__What needs to be done__: Write out again, exactly as they stand, the line that includes "on drum in this photo, one per instance." and all remaining lines of the entries.

__Information given__:
^^^^^^^^
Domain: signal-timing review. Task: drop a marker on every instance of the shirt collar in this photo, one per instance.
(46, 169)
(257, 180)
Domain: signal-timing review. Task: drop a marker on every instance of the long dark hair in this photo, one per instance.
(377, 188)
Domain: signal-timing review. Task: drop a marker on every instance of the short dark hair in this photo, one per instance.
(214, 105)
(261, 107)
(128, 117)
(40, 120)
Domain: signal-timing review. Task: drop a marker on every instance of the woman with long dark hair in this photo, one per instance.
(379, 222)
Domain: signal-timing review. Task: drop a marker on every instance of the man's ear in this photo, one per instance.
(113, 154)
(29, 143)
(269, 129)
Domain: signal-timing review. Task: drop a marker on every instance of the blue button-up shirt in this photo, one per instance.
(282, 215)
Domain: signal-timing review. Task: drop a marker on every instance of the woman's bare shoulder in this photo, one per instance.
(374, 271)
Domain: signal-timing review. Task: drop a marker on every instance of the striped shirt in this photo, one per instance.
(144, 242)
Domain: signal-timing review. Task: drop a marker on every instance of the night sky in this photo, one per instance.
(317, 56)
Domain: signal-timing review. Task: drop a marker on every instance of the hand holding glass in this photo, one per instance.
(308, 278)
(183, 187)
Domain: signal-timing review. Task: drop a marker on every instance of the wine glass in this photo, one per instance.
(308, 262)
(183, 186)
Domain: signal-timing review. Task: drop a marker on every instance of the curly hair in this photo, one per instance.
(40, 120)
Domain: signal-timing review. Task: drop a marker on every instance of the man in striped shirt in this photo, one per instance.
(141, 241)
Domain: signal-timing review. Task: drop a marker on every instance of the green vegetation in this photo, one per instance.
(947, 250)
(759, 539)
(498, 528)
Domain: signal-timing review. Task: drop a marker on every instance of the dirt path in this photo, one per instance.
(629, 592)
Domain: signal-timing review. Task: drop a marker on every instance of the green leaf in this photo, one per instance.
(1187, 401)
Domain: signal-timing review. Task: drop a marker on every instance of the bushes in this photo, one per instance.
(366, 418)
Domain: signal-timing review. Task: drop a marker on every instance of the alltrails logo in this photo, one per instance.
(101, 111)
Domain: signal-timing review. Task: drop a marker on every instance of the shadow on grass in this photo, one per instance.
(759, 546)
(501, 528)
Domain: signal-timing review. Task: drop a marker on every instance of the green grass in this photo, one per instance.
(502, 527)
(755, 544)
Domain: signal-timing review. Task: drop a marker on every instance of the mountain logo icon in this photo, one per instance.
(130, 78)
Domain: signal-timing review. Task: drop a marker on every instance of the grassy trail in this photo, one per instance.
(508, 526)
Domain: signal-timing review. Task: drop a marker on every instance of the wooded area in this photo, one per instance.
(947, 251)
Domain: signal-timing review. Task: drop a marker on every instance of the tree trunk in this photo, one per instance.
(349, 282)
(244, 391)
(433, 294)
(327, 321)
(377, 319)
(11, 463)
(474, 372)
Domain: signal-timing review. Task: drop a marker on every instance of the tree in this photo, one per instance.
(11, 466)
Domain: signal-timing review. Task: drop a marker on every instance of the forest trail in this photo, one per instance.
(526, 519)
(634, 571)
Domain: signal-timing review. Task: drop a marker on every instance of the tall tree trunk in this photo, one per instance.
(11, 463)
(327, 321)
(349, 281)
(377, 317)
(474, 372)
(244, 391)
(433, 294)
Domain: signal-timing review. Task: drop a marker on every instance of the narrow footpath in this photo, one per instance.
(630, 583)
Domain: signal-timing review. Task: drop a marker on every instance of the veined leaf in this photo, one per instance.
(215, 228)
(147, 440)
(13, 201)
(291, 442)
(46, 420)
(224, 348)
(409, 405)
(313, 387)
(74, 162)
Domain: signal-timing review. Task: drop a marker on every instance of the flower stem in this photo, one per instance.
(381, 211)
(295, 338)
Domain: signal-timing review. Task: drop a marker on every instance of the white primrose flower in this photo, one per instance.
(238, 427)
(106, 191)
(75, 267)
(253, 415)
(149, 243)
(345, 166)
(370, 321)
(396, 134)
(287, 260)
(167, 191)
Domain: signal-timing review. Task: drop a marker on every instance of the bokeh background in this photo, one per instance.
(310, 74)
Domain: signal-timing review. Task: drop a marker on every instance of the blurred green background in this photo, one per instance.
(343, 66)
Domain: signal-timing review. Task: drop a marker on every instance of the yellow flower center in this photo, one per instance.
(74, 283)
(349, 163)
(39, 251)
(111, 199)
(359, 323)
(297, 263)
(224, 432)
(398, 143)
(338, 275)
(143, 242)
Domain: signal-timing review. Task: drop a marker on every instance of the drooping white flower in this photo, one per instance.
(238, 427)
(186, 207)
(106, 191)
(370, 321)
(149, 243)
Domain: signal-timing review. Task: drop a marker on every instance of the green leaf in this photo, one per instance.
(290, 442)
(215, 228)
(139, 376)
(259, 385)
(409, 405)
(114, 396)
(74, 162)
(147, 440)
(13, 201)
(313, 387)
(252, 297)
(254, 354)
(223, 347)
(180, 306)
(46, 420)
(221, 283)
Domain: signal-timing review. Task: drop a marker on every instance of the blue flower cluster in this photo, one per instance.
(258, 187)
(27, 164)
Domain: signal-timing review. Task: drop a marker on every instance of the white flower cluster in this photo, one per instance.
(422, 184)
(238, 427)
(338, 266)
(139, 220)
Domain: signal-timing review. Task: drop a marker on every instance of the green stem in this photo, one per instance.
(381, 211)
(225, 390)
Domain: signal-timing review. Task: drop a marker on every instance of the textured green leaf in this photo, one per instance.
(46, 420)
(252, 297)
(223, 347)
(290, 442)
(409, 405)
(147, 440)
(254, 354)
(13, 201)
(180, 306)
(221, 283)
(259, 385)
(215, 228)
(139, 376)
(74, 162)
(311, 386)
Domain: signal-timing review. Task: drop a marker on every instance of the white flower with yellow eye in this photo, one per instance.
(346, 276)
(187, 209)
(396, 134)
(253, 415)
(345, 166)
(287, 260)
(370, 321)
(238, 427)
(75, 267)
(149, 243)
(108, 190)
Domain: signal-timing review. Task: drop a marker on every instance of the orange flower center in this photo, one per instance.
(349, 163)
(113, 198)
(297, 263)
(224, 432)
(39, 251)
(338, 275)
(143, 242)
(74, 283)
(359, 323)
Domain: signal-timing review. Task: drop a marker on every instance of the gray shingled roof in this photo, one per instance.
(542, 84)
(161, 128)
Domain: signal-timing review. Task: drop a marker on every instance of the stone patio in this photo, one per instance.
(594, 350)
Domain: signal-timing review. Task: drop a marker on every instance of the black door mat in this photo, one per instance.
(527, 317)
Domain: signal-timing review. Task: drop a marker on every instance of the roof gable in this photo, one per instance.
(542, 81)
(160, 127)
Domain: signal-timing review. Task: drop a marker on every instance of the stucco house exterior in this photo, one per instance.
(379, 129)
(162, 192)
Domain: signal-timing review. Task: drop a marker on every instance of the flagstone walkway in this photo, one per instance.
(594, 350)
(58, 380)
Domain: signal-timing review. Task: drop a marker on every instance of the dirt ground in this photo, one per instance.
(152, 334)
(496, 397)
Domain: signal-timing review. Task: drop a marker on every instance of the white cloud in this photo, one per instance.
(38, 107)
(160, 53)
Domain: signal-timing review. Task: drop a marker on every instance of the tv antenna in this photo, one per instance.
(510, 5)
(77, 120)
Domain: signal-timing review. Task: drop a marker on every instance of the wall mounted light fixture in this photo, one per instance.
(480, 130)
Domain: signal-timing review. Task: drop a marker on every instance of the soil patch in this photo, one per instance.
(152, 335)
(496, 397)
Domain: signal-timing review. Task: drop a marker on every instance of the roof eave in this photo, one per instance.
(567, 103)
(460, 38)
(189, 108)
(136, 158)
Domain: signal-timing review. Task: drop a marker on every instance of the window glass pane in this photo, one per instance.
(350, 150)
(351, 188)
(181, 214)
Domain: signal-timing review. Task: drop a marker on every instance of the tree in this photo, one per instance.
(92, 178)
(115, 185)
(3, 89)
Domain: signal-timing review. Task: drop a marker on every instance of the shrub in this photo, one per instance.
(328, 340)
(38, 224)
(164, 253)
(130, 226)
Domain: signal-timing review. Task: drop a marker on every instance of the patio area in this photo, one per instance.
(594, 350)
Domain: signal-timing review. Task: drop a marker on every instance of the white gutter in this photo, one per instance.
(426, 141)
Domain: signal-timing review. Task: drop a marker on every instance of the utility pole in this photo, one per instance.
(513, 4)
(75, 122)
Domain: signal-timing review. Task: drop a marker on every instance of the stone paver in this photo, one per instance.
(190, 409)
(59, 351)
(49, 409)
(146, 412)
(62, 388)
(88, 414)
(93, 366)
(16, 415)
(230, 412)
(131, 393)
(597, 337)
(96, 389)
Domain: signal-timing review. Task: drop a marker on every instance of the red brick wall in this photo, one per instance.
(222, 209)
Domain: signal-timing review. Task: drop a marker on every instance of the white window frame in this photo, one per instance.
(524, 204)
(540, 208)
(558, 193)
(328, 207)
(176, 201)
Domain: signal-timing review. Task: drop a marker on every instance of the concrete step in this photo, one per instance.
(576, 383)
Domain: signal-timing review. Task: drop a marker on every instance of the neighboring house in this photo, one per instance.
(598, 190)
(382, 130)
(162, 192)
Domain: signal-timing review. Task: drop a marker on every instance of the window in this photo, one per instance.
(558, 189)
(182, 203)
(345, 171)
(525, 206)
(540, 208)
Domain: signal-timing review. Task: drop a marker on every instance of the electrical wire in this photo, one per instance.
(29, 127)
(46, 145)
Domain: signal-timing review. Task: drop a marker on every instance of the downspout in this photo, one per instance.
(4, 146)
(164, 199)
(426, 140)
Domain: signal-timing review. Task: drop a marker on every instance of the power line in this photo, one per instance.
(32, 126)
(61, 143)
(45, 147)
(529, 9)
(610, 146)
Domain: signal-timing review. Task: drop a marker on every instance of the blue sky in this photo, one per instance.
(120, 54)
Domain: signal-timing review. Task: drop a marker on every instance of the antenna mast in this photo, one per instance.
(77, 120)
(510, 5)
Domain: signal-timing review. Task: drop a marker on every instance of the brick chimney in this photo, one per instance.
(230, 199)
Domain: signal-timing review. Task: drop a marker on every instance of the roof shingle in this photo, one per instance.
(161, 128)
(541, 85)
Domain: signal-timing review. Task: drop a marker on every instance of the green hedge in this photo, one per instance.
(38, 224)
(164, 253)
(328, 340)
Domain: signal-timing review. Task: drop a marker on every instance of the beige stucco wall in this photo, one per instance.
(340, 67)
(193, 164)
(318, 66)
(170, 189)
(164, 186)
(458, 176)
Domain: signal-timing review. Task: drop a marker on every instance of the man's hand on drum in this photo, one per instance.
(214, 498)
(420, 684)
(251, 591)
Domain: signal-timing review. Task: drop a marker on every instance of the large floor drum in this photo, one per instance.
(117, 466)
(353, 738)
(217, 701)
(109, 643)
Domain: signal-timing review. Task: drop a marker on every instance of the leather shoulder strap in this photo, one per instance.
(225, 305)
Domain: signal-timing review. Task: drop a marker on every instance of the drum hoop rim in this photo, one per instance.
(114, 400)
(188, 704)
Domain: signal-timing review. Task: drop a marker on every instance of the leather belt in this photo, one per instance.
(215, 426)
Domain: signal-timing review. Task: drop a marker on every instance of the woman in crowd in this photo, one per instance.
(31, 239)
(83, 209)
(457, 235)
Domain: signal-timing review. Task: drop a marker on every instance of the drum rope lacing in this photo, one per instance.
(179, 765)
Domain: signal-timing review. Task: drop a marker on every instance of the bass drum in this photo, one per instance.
^^^^^^^^
__Written solution__:
Domain: signal-timing review. Task: drop a marker on every instance of the man's hand on drum in this photo, one per instance.
(214, 498)
(420, 684)
(251, 591)
Domain: signal-timing review. Task: drop a marker on every instance of the large floor drum in this photo, one per instance.
(117, 466)
(353, 738)
(217, 701)
(109, 643)
Domain: signal-timing review. Task: drop a marker on every instance of the leather shoulder strap in this photo, one per instance.
(225, 305)
Domain: signal-timing review. Task: drop a marker on every instance of the drum hoop rim in this photo, one per instance.
(114, 400)
(188, 704)
Domain: signal-timing review. Task: drop a marker on every instance of the leather belt in this photo, one per instance.
(215, 426)
Domain: signal-timing review. Task: drop a marker on every instance of the woman in crowd in this photo, one per instance.
(31, 239)
(83, 209)
(457, 235)
Domain: signal-timing review. Task: drop a marker on every instance of the drum rope lacing in this photo, one per instance.
(179, 765)
Domain: signal-timing review. Task: drop a marker on every instance of the bass drum in this photo, one per instance.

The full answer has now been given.